** Work task **
Repeat every entry exactly. Do not include the pictures.

-- Opening Marker --

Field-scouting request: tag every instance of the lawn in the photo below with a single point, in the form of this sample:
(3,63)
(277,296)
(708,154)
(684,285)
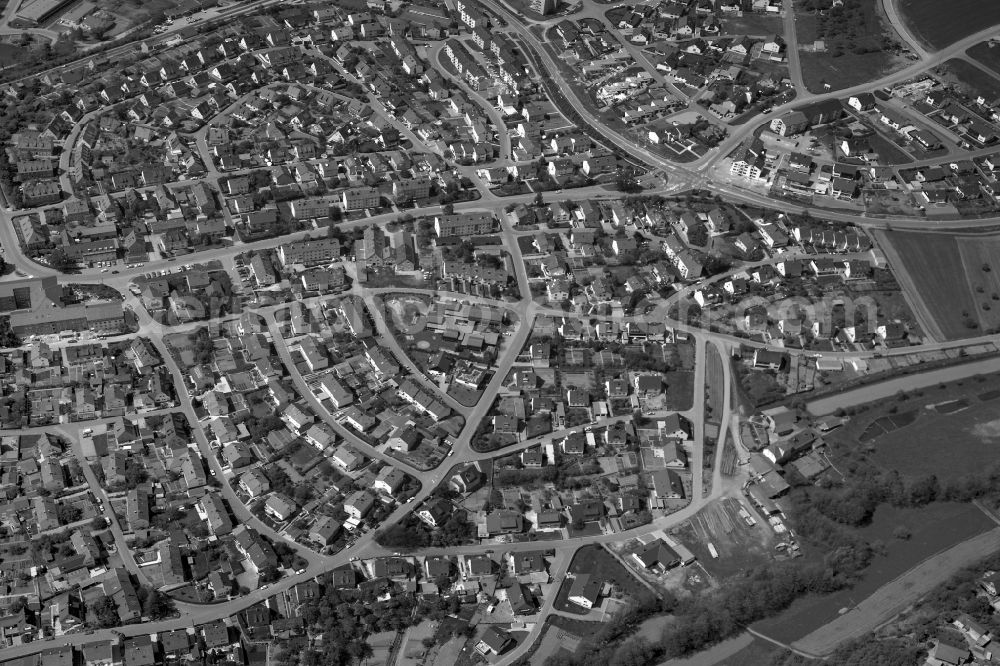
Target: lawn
(947,445)
(975,80)
(844,64)
(715,380)
(938,24)
(931,265)
(985,54)
(680,390)
(889,153)
(933,528)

-- Closing Marker --

** Response for this exercise **
Field-scouting request: tag every instance of the lawn in the photo below with a single point, in the form of this sample:
(3,63)
(277,296)
(708,154)
(684,285)
Target: lawn
(947,445)
(975,80)
(844,64)
(715,380)
(938,24)
(931,265)
(985,54)
(680,390)
(889,153)
(933,528)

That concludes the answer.